### Extract provided
---
How long does it take a robotic hand to learn to juggle a cube? About 100 years, give or take.
AI researchers from non-profit organisation OpenAI have created a system that allows a Robot hand to learn real world moves in virtual training environment. The robotic hand has learned to manipulate physical objects with unprecedented dexterity, with no human input.
OpenAI’s researchers, who are backed by Tesla Inc founder Elon Musk and Silicon Valley financier Sam Altman have made significant advances in the field of training robots in simulated environments in order to solve real-world problems more swiftly and efficiently than was possible before.
The team paid Google $3,500 to run its software on thousands of computers simultaneously, using 6,144 CPU cores and eight GPUs to train the robot hand, OpenAI was able to amass the equivalent of one hundred years of real-world testing experience in just 48 hours.
Their robotic hand system, known as Dactyl (From the Greek daktylos, meaning finger), uses the humanoid Shadow Dexterous Hand from the Shadow Robot Company. The hand successfully taught itself to rotate a cube 50 times in succession, thanks to a reinforcement learning algorithm.
The algorithm uses a machine-learning technique known as reinforcement learning. Dactyl was given the task of manoeuvring a cube so that a different face was upturned. It was left to figure out, through trial and error, which movements would produce the desired results.
This required Dactyl to learn various manipulation behaviours for itself, including finger pivoting, sliding, and finger gaiting.
---
Stored data entries:
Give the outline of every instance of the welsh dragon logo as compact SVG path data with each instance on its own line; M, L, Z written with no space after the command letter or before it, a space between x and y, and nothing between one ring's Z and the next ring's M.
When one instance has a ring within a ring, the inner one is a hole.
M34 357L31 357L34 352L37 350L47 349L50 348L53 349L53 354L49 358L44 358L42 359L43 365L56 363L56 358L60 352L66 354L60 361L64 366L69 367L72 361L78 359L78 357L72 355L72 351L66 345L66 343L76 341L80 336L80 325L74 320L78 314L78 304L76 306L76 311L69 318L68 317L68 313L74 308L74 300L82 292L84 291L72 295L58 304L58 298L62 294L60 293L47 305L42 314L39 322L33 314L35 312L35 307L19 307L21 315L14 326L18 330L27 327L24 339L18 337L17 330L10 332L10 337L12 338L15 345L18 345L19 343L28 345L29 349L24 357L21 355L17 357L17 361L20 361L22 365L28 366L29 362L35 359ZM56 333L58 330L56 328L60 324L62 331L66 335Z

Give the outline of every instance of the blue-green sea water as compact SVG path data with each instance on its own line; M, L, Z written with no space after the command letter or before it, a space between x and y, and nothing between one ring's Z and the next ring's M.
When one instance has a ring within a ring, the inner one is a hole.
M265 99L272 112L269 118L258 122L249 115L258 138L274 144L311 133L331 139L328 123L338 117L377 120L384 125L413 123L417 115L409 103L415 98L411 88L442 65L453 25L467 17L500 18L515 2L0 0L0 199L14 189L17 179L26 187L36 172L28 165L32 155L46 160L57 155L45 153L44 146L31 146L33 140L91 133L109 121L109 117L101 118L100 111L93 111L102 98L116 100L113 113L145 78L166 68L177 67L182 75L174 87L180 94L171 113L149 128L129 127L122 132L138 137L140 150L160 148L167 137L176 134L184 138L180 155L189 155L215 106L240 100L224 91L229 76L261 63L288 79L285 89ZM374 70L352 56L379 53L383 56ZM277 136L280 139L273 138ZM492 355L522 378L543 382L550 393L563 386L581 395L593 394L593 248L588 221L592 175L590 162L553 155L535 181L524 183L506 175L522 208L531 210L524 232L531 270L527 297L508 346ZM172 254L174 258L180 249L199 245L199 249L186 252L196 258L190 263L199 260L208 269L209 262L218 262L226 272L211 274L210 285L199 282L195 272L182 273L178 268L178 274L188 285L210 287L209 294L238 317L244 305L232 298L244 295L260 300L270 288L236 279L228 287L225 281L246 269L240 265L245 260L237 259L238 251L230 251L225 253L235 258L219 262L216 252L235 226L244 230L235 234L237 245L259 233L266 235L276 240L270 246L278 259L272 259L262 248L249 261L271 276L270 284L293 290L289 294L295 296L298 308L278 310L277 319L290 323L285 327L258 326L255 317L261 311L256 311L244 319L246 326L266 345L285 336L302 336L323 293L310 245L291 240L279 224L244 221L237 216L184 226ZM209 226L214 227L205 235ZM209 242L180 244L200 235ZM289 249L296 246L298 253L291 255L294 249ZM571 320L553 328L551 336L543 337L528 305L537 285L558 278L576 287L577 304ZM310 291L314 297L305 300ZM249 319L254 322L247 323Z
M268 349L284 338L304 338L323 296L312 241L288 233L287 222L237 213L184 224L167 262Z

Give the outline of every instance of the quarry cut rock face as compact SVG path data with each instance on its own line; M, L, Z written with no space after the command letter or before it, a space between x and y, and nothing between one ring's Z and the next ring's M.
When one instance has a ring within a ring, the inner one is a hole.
---
### Task item A
According to the Dactyl article, how many CPU cores were used to train the robot hand?
### Task item B
Retype the part of the Dactyl article that opens with the words containing "The team paid" and closes with "reinforcement learning algorithm.".
The records have no connection to the Dactyl article.

### Expected output A
6,144 CPU cores.

### Expected output B
The team paid Google $3,500 to run its software on thousands of computers simultaneously, using 6,144 CPU cores and eight GPUs to train the robot hand, OpenAI was able to amass the equivalent of one hundred years of real-world testing experience in just 48 hours.
Their robotic hand system, known as Dactyl (From the Greek daktylos, meaning finger), uses the humanoid Shadow Dexterous Hand from the Shadow Robot Company. The hand successfully taught itself to rotate a cube 50 times in succession, thanks to a reinforcement learning algorithm.